## WRITTEN INSTRUCTION
Report each line in the items below that contains the word "Provide", and copy every such line in full.

## INPUT MATERIAL
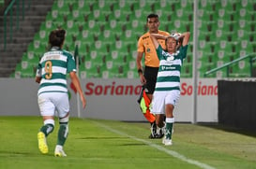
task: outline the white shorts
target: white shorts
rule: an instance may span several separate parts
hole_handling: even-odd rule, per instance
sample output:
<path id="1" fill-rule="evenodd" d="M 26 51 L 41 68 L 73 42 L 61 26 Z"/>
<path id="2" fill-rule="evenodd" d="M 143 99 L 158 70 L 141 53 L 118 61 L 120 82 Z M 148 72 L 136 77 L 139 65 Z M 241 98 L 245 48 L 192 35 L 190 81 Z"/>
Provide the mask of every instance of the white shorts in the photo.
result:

* * *

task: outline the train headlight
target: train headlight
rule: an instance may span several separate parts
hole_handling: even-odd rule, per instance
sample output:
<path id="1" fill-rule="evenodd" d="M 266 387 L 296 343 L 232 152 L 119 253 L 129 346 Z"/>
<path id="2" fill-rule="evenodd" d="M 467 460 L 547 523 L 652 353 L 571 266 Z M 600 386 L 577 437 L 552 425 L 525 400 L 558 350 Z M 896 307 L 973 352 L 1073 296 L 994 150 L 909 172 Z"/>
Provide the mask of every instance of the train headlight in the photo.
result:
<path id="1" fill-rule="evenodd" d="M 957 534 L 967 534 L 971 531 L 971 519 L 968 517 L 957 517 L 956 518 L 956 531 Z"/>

## RESULT BELOW
Provide the mask of every instance of the white shorts in the photo.
Provide the mask of every instance of the train headlight in the photo.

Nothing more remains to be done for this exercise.